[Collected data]
-----
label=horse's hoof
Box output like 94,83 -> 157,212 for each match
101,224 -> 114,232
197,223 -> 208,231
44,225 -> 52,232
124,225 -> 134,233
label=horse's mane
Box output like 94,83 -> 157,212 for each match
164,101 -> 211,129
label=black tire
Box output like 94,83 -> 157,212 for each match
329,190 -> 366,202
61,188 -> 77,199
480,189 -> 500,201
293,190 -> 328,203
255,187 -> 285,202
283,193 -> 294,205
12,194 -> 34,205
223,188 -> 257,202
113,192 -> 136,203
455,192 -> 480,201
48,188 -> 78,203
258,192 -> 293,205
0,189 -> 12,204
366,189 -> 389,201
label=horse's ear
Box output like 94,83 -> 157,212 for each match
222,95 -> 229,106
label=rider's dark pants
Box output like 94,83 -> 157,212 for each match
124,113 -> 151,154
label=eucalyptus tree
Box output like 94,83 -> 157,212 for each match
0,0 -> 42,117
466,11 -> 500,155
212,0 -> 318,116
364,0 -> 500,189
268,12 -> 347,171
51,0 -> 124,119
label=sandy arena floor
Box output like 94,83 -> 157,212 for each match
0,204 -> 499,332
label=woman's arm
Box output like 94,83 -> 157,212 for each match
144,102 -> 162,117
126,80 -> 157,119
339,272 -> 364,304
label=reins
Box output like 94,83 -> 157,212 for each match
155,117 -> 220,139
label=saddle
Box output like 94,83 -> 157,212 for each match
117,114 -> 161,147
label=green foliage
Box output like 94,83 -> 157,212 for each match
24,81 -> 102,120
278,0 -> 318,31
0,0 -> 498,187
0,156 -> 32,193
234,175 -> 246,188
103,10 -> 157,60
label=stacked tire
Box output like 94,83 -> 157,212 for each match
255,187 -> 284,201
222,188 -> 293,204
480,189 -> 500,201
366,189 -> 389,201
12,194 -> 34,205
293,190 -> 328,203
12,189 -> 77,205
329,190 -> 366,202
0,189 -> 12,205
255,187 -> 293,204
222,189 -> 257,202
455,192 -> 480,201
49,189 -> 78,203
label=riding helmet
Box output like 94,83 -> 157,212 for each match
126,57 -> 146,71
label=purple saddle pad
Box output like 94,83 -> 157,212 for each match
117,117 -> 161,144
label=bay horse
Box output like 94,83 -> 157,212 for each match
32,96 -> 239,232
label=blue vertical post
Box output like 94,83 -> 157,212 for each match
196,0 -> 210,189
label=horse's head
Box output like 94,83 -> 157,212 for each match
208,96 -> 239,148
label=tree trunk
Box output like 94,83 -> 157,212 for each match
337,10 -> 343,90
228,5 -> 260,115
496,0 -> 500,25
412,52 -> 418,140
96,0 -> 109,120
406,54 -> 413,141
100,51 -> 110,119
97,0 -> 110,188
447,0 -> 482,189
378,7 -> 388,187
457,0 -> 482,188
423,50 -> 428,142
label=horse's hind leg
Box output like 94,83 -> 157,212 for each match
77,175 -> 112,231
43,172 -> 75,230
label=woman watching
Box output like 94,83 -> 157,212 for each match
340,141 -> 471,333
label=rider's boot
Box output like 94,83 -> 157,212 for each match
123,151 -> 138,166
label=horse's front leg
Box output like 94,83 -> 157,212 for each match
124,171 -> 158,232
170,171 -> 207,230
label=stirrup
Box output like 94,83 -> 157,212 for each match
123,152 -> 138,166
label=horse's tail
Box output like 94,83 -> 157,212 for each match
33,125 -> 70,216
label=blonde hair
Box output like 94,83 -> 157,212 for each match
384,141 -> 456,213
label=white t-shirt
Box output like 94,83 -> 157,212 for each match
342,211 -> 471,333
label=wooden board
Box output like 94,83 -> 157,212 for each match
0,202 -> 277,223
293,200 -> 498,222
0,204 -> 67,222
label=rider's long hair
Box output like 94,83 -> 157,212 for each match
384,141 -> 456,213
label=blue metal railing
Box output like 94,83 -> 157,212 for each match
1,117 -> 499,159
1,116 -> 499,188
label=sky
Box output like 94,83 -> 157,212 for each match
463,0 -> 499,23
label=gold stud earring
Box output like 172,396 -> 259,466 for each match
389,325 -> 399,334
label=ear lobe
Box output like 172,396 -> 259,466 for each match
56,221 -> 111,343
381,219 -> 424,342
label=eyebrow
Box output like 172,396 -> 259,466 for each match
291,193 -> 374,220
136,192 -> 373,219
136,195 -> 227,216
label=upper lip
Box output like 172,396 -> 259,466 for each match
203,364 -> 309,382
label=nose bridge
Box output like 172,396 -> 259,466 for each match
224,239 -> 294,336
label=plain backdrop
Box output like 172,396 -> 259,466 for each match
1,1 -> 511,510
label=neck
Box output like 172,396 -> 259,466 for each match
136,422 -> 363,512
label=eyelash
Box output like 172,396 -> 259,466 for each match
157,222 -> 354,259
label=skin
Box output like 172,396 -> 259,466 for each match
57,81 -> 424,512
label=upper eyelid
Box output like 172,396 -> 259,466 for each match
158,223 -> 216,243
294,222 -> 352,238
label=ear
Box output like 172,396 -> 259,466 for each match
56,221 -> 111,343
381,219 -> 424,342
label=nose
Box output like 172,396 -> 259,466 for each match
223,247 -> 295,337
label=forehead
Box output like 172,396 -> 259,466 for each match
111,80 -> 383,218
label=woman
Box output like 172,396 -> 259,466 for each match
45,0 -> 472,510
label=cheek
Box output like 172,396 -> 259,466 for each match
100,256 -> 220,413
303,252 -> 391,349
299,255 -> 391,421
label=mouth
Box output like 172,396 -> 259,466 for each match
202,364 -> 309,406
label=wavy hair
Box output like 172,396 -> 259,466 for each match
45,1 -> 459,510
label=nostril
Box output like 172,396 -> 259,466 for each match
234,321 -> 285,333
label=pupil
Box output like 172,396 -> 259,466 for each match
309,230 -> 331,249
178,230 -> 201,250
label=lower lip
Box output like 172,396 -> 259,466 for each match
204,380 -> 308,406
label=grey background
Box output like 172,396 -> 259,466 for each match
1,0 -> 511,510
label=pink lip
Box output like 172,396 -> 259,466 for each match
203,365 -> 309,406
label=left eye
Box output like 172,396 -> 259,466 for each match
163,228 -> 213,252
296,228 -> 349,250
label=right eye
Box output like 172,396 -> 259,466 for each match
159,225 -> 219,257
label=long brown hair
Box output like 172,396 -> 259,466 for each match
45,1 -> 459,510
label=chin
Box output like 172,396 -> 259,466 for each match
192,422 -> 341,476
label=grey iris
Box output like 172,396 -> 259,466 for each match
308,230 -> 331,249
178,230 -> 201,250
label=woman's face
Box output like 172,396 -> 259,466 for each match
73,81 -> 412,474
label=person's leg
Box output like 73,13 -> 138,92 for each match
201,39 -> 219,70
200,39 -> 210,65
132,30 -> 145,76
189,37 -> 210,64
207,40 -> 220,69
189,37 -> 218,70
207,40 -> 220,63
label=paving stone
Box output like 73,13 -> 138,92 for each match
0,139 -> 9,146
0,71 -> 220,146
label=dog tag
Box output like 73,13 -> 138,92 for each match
-----
**About this exercise**
Set down, exactly as written, each line of the data from its opening line through the one containing "label=reins". Output nothing more.

**Written reply**
label=horse's hoof
Box output like 94,83 -> 157,212 for each match
101,224 -> 114,232
197,223 -> 208,231
44,225 -> 52,232
124,225 -> 134,233
label=horse's mane
Box output like 94,83 -> 157,212 for each match
164,101 -> 211,129
label=black tire
Box output like 94,83 -> 157,212 for each match
329,190 -> 366,202
61,188 -> 77,199
480,189 -> 500,201
293,190 -> 328,203
255,187 -> 285,202
283,193 -> 294,205
12,194 -> 34,205
223,188 -> 257,202
113,192 -> 136,203
455,192 -> 480,201
48,188 -> 78,203
258,192 -> 293,205
0,189 -> 12,204
366,189 -> 389,201
label=horse's ear
Box output like 94,83 -> 157,212 for each match
222,95 -> 229,106
label=rider's dark pants
Box output like 94,83 -> 157,212 for each match
124,113 -> 151,154
label=eucalyptus tree
Box output like 94,83 -> 157,212 for each match
0,0 -> 42,117
466,11 -> 500,155
212,0 -> 318,116
364,0 -> 500,189
268,12 -> 347,171
51,0 -> 124,119
label=sandy arena floor
Box output like 94,83 -> 157,212 for each match
0,204 -> 499,332
label=woman's arm
Box output like 94,83 -> 157,212 for each match
144,102 -> 162,117
126,80 -> 157,119
339,272 -> 364,304
label=reins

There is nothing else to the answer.